DESCRIPTION OF THE TASK: Transcribe the stretch of the forum thread on sourcing stainless steel stock from "Have a look" through "the abrasive off)", reproducing its wording and punctuation without change.

Have a look in yellow pages for your local stainless steel stockholder, mine keep solid upto 9" dia and various tubes and can cut it into suitable lengths. Spin it up in your lathe with some 320grit paper and you will get a nice brushed finish (cover the bed to keep the abrasive off)

Jason


----------



## Shultzy (1 Dec 2006)

This site supply all SS products
http://www.applegate.co.uk/company/01/05/517.htm


----------



## Slim (1 Dec 2006)

Cheers guys, I'll look into that.

Dave, Sorry, I didn't notice you were in the US.

Anymore suggestions would be gratefully received.

Many Thanks


----------



## wrightclan (5 Dec 2006)

Some steel stockholders don't like to sell in small quantities or to non-account holders. Others are more amenable. So it pays to make a few phone calls. Another option is to buy worktop legs and cut them to length, if you have an accurate way of doing so.

Brad


----------



## woodbloke (5 Dec 2006)

MATERIAL PROVIDED:

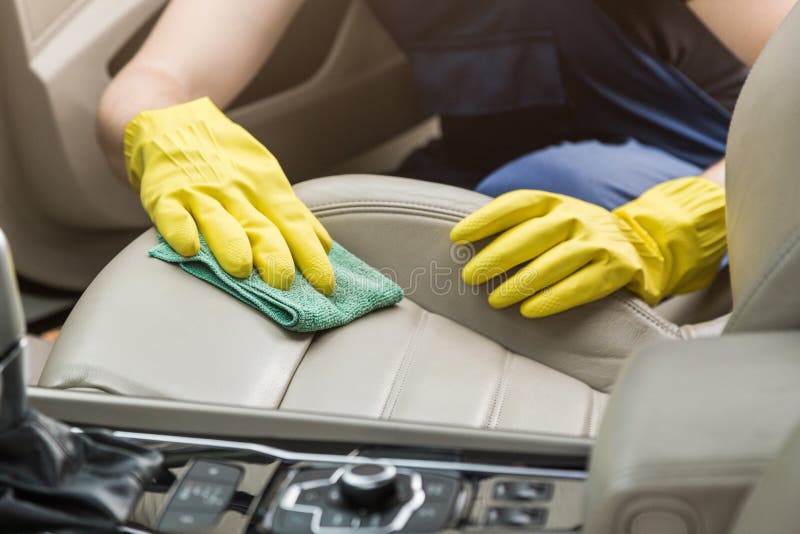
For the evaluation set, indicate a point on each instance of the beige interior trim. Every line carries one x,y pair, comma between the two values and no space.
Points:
175,417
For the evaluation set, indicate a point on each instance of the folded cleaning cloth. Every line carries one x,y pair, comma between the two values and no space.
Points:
360,289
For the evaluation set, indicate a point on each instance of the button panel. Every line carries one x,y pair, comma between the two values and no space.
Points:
516,517
523,490
202,495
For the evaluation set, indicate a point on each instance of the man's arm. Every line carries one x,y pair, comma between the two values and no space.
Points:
197,48
744,26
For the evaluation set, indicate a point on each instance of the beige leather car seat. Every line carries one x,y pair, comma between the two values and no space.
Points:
442,356
772,506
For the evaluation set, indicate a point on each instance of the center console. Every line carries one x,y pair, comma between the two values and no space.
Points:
228,486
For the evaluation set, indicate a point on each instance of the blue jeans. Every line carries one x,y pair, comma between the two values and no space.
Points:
608,175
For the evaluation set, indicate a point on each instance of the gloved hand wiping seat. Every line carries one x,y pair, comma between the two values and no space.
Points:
668,241
196,169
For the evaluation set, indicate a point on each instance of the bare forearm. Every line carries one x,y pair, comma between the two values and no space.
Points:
197,48
744,26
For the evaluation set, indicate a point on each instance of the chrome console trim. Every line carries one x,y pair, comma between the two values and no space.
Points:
294,457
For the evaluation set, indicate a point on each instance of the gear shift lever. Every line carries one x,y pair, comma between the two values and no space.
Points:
13,400
51,476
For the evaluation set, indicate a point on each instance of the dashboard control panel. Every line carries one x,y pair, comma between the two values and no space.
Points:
215,486
373,497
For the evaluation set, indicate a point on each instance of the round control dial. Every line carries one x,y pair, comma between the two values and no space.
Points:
369,485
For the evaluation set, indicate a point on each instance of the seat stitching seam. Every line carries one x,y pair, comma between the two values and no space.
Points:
401,373
501,392
664,326
773,266
367,202
302,357
589,417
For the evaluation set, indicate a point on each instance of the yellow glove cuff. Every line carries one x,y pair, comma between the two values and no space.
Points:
147,125
681,224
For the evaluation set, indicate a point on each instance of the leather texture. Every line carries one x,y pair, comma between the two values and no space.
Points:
394,364
763,188
442,356
689,429
772,506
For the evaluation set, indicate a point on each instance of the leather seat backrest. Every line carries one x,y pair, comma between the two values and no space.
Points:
763,188
772,506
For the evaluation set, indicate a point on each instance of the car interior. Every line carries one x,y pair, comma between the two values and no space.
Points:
439,413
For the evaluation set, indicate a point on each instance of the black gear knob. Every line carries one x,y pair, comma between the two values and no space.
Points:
369,485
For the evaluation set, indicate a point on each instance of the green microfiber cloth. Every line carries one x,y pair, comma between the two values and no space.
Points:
360,289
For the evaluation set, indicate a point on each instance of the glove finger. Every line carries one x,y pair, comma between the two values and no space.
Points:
555,265
176,226
225,236
307,250
271,254
293,219
502,213
513,247
586,285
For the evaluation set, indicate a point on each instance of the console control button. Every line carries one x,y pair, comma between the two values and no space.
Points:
516,517
430,517
312,496
439,488
523,491
291,522
306,475
214,472
186,521
332,517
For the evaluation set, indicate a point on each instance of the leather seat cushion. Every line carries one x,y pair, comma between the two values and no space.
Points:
145,328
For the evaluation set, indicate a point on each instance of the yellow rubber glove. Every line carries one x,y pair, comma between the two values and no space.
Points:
194,167
670,240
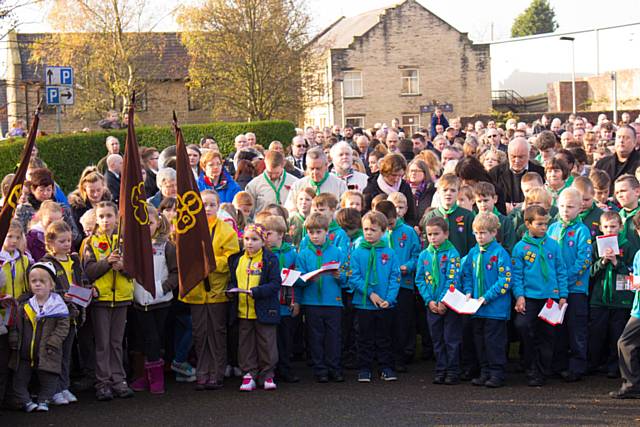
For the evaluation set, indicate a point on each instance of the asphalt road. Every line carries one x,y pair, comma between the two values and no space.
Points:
412,400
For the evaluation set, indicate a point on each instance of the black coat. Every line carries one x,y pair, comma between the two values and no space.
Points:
611,166
505,181
372,190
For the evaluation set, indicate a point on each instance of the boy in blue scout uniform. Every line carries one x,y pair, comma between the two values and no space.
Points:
574,239
486,275
538,273
438,270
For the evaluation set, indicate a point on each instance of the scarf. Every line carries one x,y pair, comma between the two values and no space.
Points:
565,227
318,184
542,256
386,188
53,307
273,186
319,251
435,265
446,212
479,273
371,266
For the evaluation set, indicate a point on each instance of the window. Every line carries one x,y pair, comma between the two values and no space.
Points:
410,124
352,84
410,82
356,122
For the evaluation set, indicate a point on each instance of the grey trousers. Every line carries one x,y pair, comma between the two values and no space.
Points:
108,330
210,340
257,349
22,378
629,355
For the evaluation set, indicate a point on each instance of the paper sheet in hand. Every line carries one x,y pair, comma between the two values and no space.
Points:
608,241
328,267
552,313
238,291
79,295
289,276
457,301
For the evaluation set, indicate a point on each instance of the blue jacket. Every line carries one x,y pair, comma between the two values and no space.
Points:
576,253
635,310
447,263
496,265
287,257
265,295
226,192
337,236
527,273
325,290
404,241
385,285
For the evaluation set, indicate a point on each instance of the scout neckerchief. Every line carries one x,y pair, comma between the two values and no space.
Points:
539,244
626,214
446,212
399,223
435,265
318,184
371,266
608,285
480,267
319,251
565,227
583,215
273,186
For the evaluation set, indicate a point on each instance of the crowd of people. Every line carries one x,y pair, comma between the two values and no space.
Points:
381,225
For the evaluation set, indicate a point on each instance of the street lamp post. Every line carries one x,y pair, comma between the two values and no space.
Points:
573,71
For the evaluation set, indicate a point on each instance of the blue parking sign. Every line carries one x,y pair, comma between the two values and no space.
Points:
53,96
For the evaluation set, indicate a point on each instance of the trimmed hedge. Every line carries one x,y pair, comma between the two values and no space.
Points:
68,155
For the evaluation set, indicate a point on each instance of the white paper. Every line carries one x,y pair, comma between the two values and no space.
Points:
330,266
457,301
289,276
552,313
79,295
606,242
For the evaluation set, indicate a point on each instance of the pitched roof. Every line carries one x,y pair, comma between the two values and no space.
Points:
342,32
170,64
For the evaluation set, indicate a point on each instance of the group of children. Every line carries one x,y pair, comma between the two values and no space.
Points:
360,311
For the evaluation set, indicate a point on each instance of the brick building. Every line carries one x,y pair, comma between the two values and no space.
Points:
166,75
394,63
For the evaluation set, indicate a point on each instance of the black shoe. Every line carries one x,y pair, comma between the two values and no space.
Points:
336,377
535,382
288,378
571,377
449,380
466,376
626,394
438,379
494,383
480,381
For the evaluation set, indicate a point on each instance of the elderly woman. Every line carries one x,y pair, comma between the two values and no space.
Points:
422,186
390,180
215,177
41,188
471,171
91,190
166,182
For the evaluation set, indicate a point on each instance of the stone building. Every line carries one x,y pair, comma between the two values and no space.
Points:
166,77
396,62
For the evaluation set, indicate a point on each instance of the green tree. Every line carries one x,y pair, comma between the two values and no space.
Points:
246,56
538,18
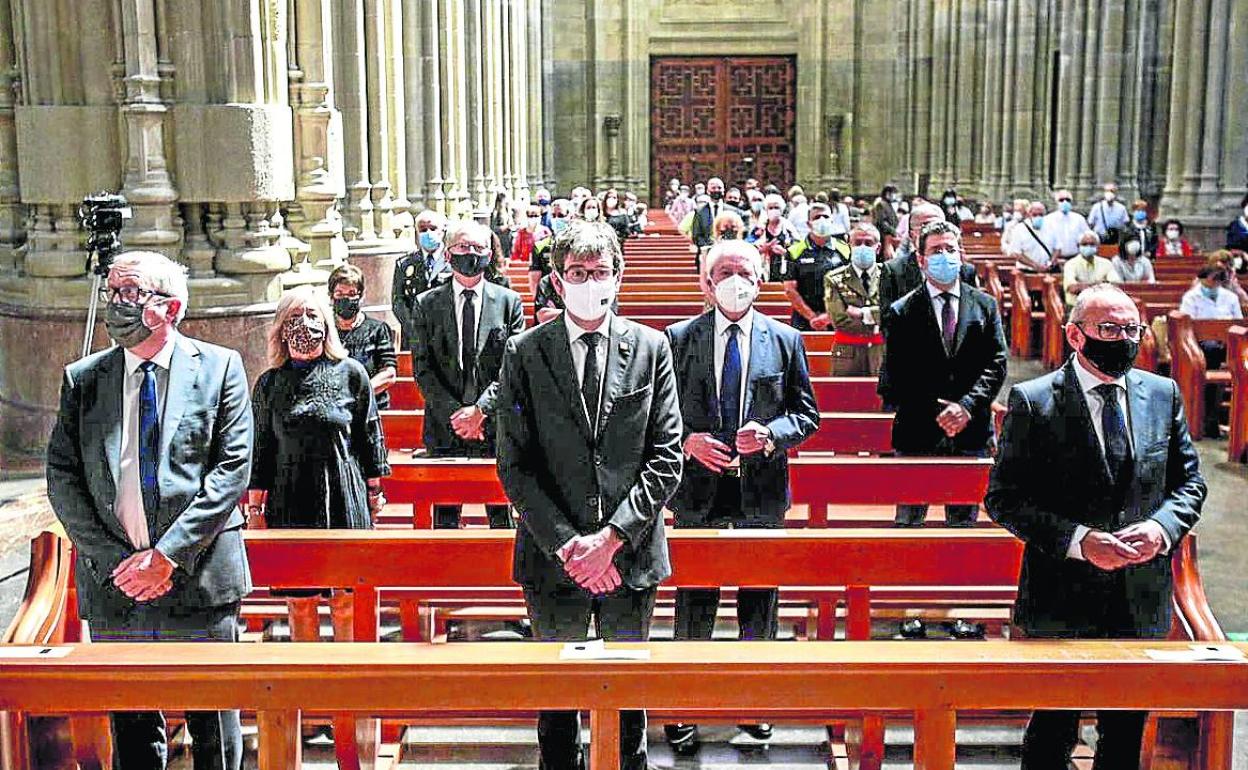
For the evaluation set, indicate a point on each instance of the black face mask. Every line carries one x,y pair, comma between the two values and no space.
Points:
469,265
346,307
1112,357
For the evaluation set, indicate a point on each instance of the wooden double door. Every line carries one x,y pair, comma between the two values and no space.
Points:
723,116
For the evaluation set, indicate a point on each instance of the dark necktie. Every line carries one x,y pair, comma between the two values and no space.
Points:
468,341
947,321
149,438
1113,429
730,388
589,382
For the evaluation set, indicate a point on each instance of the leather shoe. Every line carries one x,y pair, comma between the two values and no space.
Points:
912,628
683,739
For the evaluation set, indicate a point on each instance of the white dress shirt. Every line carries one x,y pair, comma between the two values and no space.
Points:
743,343
459,312
1096,408
129,504
580,348
1065,231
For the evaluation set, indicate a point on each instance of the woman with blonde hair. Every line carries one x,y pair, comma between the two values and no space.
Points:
318,454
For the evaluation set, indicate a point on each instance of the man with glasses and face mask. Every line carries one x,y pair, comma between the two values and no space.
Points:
589,452
461,328
1098,477
149,458
736,469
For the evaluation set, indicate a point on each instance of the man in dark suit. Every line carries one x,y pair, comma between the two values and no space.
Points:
745,398
149,458
417,272
589,453
704,217
944,362
1098,477
902,273
459,381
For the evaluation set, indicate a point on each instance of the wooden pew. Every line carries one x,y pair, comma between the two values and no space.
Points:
1237,361
818,482
1187,363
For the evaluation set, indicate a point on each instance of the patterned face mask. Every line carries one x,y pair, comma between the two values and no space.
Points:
303,335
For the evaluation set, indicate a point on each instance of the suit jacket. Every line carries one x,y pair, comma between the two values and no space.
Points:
1051,476
778,394
411,280
901,275
436,358
917,371
205,464
564,482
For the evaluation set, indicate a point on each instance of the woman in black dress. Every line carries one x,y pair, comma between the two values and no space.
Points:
367,340
320,453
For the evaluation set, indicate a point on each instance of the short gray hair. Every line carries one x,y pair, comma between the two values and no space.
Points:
1088,295
157,273
939,229
585,240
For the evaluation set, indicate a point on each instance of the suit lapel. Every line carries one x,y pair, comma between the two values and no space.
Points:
760,361
619,352
557,355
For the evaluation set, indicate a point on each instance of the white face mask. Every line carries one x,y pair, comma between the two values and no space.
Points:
590,300
735,295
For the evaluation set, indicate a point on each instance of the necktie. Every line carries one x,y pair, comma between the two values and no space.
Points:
590,380
149,438
947,321
468,341
1113,429
730,388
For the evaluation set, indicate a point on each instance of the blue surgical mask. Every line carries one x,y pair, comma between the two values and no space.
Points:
862,257
431,240
944,267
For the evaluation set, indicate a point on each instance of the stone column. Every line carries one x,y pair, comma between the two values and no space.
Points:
317,137
348,56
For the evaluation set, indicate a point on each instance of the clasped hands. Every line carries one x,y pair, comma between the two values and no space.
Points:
144,575
716,456
588,559
1132,544
468,423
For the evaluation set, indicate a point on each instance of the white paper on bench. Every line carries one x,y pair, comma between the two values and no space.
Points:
597,649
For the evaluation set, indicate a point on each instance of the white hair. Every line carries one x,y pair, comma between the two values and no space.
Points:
157,273
723,248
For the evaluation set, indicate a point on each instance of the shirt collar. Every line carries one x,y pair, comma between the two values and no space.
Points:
1088,381
936,292
575,332
745,323
162,358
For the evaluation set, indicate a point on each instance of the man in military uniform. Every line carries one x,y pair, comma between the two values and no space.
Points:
419,271
810,260
851,296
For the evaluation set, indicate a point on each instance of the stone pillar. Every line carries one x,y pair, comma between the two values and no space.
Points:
317,137
348,56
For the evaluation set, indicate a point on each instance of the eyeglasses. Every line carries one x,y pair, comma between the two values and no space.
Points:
130,295
1108,330
579,275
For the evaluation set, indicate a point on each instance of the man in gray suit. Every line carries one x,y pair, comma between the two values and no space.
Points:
1098,477
589,452
461,382
149,458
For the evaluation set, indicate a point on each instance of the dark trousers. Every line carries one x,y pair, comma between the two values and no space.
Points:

EXERCISE RESULT:
Have a look in yellow pages for your local stainless steel stockholder, mine keep solid upto 9" dia and various tubes and can cut it into suitable lengths. Spin it up in your lathe with some 320grit paper and you will get a nice brushed finish (cover the bed to keep the abrasive off)